### Records for the exercise
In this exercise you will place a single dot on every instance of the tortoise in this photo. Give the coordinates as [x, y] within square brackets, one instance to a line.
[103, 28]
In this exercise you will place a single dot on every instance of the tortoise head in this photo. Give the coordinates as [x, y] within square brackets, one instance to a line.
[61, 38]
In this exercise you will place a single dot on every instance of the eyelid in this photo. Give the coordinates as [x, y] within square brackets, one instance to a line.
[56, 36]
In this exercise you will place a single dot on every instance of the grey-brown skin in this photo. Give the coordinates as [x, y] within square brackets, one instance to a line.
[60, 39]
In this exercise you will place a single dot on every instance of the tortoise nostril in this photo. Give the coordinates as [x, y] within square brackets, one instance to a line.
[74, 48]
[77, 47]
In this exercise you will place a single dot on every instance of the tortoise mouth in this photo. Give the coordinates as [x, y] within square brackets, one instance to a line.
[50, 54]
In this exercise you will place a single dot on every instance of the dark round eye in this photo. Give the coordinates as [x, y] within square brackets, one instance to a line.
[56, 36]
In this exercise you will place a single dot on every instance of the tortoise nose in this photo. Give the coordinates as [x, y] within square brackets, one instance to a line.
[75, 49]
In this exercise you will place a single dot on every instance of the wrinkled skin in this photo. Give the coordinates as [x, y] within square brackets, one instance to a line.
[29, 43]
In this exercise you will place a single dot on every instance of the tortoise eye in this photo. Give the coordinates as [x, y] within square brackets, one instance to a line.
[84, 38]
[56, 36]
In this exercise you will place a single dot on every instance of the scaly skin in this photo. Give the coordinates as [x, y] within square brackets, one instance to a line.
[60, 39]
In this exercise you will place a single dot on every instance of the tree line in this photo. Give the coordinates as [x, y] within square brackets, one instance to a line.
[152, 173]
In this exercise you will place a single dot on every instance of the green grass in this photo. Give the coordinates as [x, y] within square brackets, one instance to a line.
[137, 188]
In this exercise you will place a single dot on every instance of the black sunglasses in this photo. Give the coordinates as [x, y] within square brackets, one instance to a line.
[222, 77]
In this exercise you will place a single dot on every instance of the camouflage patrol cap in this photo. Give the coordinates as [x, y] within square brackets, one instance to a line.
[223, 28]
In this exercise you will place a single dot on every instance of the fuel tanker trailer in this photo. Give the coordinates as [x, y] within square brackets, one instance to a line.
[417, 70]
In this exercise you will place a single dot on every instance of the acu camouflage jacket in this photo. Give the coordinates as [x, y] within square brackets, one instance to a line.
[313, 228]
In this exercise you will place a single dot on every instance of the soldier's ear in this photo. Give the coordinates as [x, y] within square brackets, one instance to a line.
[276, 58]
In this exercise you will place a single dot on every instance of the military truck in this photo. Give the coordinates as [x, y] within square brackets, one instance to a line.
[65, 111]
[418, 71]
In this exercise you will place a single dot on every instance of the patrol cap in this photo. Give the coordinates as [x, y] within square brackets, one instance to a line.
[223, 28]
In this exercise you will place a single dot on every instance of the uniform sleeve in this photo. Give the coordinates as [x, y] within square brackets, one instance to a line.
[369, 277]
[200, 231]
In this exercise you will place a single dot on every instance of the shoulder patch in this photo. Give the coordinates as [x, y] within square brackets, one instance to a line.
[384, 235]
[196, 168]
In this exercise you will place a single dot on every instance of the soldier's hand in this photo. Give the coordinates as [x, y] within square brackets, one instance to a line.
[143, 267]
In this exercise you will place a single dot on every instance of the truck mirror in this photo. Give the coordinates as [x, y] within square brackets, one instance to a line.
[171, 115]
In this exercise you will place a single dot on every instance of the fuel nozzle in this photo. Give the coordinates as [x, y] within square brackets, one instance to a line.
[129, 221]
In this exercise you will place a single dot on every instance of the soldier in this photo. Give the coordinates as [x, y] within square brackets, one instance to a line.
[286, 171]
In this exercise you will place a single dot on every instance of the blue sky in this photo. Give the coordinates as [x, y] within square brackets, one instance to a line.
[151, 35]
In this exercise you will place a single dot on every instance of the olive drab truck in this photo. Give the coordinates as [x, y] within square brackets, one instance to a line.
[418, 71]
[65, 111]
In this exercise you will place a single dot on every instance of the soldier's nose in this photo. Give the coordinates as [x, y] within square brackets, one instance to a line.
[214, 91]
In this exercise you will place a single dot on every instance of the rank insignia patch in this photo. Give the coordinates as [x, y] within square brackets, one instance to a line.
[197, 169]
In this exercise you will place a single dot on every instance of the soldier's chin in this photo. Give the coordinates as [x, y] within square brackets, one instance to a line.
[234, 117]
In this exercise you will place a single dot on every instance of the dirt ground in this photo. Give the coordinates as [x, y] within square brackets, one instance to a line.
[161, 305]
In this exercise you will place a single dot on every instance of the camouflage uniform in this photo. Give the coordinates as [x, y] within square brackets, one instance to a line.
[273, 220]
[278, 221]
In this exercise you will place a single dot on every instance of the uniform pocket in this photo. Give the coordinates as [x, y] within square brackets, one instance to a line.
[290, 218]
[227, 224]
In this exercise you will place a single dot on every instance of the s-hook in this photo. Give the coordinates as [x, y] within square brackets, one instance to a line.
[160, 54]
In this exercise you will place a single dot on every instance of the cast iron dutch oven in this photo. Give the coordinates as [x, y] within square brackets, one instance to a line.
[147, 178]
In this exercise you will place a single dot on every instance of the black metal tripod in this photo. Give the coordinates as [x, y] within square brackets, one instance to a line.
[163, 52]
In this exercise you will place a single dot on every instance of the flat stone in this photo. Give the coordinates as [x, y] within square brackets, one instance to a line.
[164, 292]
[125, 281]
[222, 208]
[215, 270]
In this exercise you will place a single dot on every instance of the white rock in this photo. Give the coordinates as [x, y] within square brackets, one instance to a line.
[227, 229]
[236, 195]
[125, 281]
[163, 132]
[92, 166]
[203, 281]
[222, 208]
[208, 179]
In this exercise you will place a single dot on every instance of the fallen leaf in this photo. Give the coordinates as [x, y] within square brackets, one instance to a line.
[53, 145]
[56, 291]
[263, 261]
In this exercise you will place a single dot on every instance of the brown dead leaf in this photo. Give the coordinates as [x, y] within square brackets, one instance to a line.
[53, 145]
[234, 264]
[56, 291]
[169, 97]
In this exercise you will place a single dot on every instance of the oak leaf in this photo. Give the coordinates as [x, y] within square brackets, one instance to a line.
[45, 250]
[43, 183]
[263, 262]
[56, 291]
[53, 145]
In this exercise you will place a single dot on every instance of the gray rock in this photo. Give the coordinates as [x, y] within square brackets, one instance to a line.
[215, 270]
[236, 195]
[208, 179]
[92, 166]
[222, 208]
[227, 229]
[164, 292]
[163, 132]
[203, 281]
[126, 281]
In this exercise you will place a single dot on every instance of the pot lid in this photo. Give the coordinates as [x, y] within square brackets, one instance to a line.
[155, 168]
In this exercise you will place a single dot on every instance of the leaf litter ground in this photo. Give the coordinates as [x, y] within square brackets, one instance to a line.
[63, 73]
######
Problem requirements
An unaltered transcription of all the data above is needed.

Output below
In this exercise you will place a single dot on every instance of the tortoise in this photo. Give the coordinates as [x, y] within square brackets, one instance to a line.
[103, 28]
In this exercise you will place a single dot on every instance of the tortoise head in this photo. Give the coordinates as [x, y] within square brackets, one instance to a line.
[61, 38]
In this exercise you will place a single dot on every instance of the eyelid in this photo. Give the coordinates as [x, y] within square brackets, one instance to a line.
[56, 36]
In this exercise you will place a single dot on every instance of the grey-brown skin in this photo. Give the coordinates as [x, y] within square brackets, one instance to a line.
[60, 39]
In this exercise you will place a single dot on every instance of the tortoise nostril in this photo. Give the coordinates as [x, y] within square brackets, one instance to a line.
[74, 48]
[77, 47]
In this exercise you will place a single dot on every instance of the tortoise mouth in this photo. Give the coordinates as [x, y] within square brackets, one instance to a line.
[50, 54]
In this exercise you will place a single dot on every instance of the dark round eye in this photo. Give the coordinates as [x, y] within square brackets, one instance to a line.
[56, 36]
In this exercise you will place a single dot on every instance of the tortoise nose in this photo. Give the coordinates as [x, y] within square brackets, one instance to a line.
[75, 49]
In this exercise you will place a single dot on every instance of the wrinkled skin in this photo. Give the coordinates as [x, y] within square brackets, one instance to a line.
[29, 43]
In this exercise you will place a single dot on every instance of the tortoise eye in this photo. Give the coordinates as [x, y] within square brackets, one instance to a line.
[84, 38]
[56, 36]
In this exercise you will place a single dot on every instance of the scaly skin in this photo. Give the coordinates as [x, y] within square brackets, one instance to a line.
[60, 39]
In this exercise you will place a single dot on every instance of the tree line in this photo. Give the coordinates as [x, y] within square brackets, one instance to a line.
[152, 173]
In this exercise you will place a single dot on every instance of the green grass in this photo. Give the coordinates as [x, y] within square brackets, one instance to a line.
[137, 188]
In this exercise you will place a single dot on every instance of the black sunglasses in this photo. Give the coordinates as [x, y] within square brackets, one instance to a line.
[222, 77]
In this exercise you will place a single dot on every instance of the camouflage patrol cap in this photo. Give the coordinates as [x, y] within square brackets, one instance to a line.
[223, 28]
In this exercise you will place a single dot on every instance of the fuel tanker trailer in this photo. Give the coordinates as [x, y] within square brackets, one instance to a line.
[417, 70]
In this exercise you will place a single dot on every instance of the acu camouflage jacket in this photo. Give the coordinates as [x, y] within square brackets, one instance to a line.
[313, 228]
In this exercise you will place a single dot on every instance of the soldier's ear in this photo. Give the coordinates as [x, y] within square brackets, one instance to a line.
[276, 58]
In this exercise you will place a single dot on every instance of the military truck in this photo. Give the coordinates as [x, y] within square brackets, one instance to a line.
[65, 111]
[418, 71]
In this exercise you will place a single dot on every instance of the patrol cap in this photo. Give the coordinates as [x, y] within square brackets, one instance to a line.
[223, 28]
In this exercise you will place a single dot on every instance of the uniform sleeve in this photo. Give the coordinates as [x, y] within square brackets, one instance to a line.
[369, 277]
[200, 231]
In this exercise you will place a single dot on every instance of the shoulder patch in this photo. Give the coordinates as [x, y] within square brackets, one instance to a line.
[384, 235]
[196, 168]
In this exercise you will place a single dot on every instance of the soldier's hand in this photo. Give the coordinates as [x, y] within square brackets, one instance to a line.
[143, 267]
In this exercise you will place a single dot on every instance of the truck mirror in this photo. Give the coordinates as [x, y] within square brackets, one instance to a line.
[171, 115]
In this exercise you will place a single dot on every instance of the fuel nozzle in this photo. Give the coordinates as [x, y] within square brackets, one instance to a line.
[129, 221]
In this exercise you will place a single dot on every instance of the soldier in this photo. Give the coordinates as [x, y] within square brackets, one instance to a line.
[286, 171]
In this exercise you will place a single dot on every instance of the blue sky in this photo. Give the coordinates as [x, y] within square brackets, one instance to a line.
[151, 35]
In this exercise you will place a single dot on every instance of the olive drab truck in this photo. Give the coordinates as [x, y] within square brackets, one instance to a line.
[418, 71]
[65, 111]
In this exercise you will place a single dot on every instance of the soldier's nose in this photo. Give the coordinates as [x, y] within square brackets, one instance to a line.
[214, 91]
In this exercise you will place a single dot on every instance of the rank insignia patch in this photo. Give the coordinates as [x, y] within square brackets, one instance to a line.
[197, 169]
In this exercise you will place a single dot on every instance of the soldier's chin in this photo. Give the coordinates as [x, y] within square brackets, one instance to a line.
[234, 117]
In this exercise you will place a single dot on every instance of the dirt ground in this photo. Give the coordinates as [x, y] within square brackets, one instance to a line.
[161, 305]
In this exercise you will place a single dot on every instance of the camouflage uniform in this photo. Give the coordinates as [x, y] within square brackets, one instance to a line.
[273, 220]
[278, 221]
In this exercise you will place a single dot on every instance of the uniform pocket in this photo. Give the coordinates as [x, y] within square brackets, one instance to a line.
[290, 218]
[227, 224]
In this exercise you will place a single dot on every instance of the s-hook in this photo. Give the coordinates as [x, y] within square brackets, one instance to a line.
[160, 54]
In this exercise you will place a single dot on every instance of the cast iron dutch oven in this photo. Give the coordinates as [x, y] within square brackets, one instance to a line.
[147, 178]
In this exercise you will place a single dot on every instance of the black metal tripod in this photo. Give the coordinates as [x, y] within square brackets, one instance to a line.
[163, 52]
In this exercise you will place a single dot on every instance of the flat stone in this photo. Give the coordinates as [x, y] within square brackets, one instance to a line.
[164, 292]
[125, 281]
[222, 208]
[215, 270]
In this exercise you will place a single dot on every instance of the white rock in this photo. Give the coordinates as [x, y] within square brackets, one instance to a line.
[227, 229]
[236, 195]
[125, 281]
[163, 132]
[92, 166]
[203, 281]
[222, 208]
[208, 179]
In this exercise you will place a single dot on every instance of the fallen leaf in this photo. Give the coordinates as [x, y] within square brackets, one instance to a line.
[53, 145]
[56, 291]
[263, 261]
In this exercise you will place a single dot on every instance of the brown dead leaf in this photo. Give the coordinates as [x, y] within square brackets, one instance to a line.
[53, 145]
[234, 264]
[56, 291]
[169, 97]
In this exercise you will place a single dot on every instance of the oak leaf in this photo. Give the coordinates as [x, y] within square brackets, one instance to a line.
[45, 250]
[43, 183]
[263, 262]
[56, 291]
[53, 145]
In this exercise you will place a single dot on every instance of the gray rock in this photo. Give the coordinates as [x, y] within square brackets, one instance to a line.
[215, 270]
[236, 195]
[208, 179]
[92, 166]
[222, 208]
[227, 229]
[164, 292]
[163, 132]
[203, 281]
[126, 281]
In this exercise you will place a single dot on every instance of the pot lid in this photo. Give the coordinates as [x, y] within square brackets, one instance to a line.
[155, 168]
In this exercise you will place a single dot on every instance of the leaf litter ground in this photo. Give the coordinates as [x, y] within square brackets, one instance to a line.
[63, 73]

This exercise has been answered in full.